TASK BRIEF: Copy word for word the part of the article on Vietnam's hospitality real estate market that starts at "Vietnam possesses the" and ends at "present in Vietnam.".

May 19, 2023 | 16:50 GMT+7

Colliers Vietnam: Promising outlook for Vietnam’s hospitality real estate market

Diep Linh -

Pockets of opportunities remain in Vietnam’s hospitality real estate market as recovery efforts continue, according to Colliers Vietnam.

Vietnam possesses the fundamentals for developing hospitality properties, including the rise of its middle class, increasing accessibility to travel thanks to improved infrastructure, and the country’s openness to international trade, which drives business travel, events, and conferences, etc. Investing in hospitality real estate is therefore a smart bet, according to Mr. David Jackson, CEO of Colliers Vietnam.

Though Vietnam’s tourism recovery somewhat lags behind other Asian markets and uncertainties remain due to the economic slowdown, not to mention the freezing of the hospitality real estate market, Colliers nonetheless believes that pockets of opportunities are present in Vietnam.

In 2019, occupancy rates in the 30,000 or so hospitality establishments around the country, such as hotels, resorts, and villas, stood at 52 per cent.

Over the past decade, hotel supply in Vietnam has grown three-fold and roughly 100 new hotel projects are in the pipeline over the next three years. Mid-scale and luxury room supply grew the strongest, up 6.7-fold from 2009 to 2022, while villas and resort shophouses increased 20 per cent and 34 per cent, respectively, year-on-year in 2022. The number of international hotel brands is expected to double over the next three years, from 127 in 2022 to 261 in 2025.

Saved data entries:
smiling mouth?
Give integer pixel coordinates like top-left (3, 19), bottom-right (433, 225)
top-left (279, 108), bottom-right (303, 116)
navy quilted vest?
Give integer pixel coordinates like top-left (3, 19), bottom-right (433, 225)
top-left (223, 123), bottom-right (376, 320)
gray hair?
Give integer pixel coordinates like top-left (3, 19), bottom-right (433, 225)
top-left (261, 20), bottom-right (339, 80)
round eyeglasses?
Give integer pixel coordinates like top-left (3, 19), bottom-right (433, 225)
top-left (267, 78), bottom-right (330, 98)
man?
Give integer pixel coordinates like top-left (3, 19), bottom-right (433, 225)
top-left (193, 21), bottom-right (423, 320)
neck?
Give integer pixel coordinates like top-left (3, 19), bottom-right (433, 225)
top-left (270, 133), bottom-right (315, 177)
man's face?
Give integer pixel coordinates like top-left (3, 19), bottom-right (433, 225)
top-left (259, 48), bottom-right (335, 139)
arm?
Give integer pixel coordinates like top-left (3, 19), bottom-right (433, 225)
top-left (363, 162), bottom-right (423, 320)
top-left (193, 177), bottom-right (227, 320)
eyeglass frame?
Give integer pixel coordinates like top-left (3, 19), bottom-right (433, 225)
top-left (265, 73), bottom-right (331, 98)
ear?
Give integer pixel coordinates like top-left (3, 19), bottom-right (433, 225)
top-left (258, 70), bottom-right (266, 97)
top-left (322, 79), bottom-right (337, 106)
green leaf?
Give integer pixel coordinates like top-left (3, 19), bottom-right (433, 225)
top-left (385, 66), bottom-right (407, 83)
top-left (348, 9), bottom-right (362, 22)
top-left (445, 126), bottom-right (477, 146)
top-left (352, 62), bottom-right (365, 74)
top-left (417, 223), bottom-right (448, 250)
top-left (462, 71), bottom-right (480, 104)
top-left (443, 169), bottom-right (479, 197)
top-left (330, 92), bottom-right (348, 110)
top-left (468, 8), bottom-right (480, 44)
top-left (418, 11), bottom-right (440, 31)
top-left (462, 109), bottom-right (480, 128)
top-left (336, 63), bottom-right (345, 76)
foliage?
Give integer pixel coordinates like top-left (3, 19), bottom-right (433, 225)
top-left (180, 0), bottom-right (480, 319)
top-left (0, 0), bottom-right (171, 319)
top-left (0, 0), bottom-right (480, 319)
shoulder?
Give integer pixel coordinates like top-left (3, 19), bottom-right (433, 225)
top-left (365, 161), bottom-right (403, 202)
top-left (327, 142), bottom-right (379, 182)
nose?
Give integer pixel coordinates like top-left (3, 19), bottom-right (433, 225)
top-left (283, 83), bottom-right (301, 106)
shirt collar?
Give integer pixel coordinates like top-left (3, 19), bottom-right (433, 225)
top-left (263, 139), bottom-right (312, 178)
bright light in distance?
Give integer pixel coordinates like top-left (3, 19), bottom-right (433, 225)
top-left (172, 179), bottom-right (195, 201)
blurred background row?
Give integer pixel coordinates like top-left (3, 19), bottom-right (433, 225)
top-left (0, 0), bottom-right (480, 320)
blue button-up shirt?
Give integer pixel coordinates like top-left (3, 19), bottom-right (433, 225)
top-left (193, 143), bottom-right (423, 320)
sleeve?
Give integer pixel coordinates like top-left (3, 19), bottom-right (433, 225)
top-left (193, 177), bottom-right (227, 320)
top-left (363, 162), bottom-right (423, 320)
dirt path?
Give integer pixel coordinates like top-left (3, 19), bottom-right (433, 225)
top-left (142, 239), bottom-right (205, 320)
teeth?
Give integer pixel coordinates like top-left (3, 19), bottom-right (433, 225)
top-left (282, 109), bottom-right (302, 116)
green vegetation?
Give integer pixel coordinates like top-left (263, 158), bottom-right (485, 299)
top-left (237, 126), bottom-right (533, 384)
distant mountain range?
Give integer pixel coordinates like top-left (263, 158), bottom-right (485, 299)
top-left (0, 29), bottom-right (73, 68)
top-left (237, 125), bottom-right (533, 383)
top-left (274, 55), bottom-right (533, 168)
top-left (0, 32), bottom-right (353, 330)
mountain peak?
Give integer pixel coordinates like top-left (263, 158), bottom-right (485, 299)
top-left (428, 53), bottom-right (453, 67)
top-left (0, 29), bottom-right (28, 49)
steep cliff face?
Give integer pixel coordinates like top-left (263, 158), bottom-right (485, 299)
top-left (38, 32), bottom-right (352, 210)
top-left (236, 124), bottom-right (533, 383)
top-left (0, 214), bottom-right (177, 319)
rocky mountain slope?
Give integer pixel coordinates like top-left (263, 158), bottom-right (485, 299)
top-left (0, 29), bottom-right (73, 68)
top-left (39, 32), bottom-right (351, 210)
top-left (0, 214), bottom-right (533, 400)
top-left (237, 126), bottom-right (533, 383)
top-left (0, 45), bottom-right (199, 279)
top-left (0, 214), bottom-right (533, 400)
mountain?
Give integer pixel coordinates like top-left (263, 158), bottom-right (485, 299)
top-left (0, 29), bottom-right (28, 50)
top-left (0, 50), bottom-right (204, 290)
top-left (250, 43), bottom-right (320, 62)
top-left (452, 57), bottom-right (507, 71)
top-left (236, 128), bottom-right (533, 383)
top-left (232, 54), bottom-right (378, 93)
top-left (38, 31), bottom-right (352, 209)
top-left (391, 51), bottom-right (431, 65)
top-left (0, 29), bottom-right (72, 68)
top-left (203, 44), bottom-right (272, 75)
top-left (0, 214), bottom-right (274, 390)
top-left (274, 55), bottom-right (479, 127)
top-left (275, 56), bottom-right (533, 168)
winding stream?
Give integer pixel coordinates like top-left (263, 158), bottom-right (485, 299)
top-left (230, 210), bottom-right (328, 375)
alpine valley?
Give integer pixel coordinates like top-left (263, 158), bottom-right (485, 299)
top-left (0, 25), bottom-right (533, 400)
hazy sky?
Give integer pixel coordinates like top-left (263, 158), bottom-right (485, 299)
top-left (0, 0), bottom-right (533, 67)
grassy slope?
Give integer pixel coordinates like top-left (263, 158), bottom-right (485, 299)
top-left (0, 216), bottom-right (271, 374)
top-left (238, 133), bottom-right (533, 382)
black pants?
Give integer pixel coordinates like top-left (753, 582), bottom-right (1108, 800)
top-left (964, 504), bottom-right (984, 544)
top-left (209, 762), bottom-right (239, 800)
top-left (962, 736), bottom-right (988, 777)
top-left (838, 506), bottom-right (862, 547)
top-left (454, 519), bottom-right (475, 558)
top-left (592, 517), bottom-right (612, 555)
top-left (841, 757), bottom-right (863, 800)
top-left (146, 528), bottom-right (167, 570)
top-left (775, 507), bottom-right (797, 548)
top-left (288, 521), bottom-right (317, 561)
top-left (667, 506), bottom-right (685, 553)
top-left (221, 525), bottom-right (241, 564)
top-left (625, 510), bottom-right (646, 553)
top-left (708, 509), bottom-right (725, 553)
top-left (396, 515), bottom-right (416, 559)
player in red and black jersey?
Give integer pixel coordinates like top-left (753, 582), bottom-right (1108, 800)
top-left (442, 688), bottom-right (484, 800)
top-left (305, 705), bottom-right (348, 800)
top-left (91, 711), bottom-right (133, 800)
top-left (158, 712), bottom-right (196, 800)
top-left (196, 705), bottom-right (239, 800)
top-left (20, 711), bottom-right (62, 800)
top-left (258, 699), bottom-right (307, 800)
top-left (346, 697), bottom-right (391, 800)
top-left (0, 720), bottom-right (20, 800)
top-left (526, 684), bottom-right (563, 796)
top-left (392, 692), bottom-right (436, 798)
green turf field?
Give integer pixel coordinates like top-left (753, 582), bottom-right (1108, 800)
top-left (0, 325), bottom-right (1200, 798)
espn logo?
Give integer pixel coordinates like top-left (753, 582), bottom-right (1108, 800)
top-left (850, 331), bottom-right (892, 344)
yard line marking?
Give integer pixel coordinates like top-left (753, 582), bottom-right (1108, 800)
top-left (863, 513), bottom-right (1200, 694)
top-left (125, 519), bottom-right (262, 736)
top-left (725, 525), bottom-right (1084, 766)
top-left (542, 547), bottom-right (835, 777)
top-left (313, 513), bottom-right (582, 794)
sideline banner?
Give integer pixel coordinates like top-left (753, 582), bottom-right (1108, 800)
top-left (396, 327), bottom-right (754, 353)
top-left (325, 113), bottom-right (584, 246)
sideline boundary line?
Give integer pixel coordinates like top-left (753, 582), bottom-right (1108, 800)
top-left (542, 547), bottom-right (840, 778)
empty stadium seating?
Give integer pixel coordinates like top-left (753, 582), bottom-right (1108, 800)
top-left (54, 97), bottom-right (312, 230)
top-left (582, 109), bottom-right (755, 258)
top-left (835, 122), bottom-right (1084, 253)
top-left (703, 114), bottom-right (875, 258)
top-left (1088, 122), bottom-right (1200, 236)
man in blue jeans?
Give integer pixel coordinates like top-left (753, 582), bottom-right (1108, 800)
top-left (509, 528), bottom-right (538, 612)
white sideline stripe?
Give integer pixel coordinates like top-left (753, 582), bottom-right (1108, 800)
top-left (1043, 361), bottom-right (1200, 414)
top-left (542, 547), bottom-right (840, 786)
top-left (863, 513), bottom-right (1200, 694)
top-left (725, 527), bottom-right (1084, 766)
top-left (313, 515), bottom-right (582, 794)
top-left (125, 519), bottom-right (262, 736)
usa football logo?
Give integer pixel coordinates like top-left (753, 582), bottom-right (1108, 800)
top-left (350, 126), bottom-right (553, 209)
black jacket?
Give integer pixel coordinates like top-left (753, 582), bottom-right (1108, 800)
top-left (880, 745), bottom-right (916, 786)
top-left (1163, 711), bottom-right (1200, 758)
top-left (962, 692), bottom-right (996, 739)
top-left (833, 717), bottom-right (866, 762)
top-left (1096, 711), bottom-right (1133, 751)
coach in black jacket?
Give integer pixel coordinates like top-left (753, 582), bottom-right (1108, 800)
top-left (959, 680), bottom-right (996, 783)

EXERCISE RESPONSE:
Vietnam possesses the fundamentals for developing hospitality properties, including the rise of its middle class, increasing accessibility to travel thanks to improved infrastructure, and the country’s openness to international trade, which drives business travel, events, and conferences, etc. Investing in hospitality real estate is therefore a smart bet, according to Mr. David Jackson, CEO of Colliers Vietnam.

Though Vietnam’s tourism recovery somewhat lags behind other Asian markets and uncertainties remain due to the economic slowdown, not to mention the freezing of the hospitality real estate market, Colliers nonetheless believes that pockets of opportunities are present in Vietnam.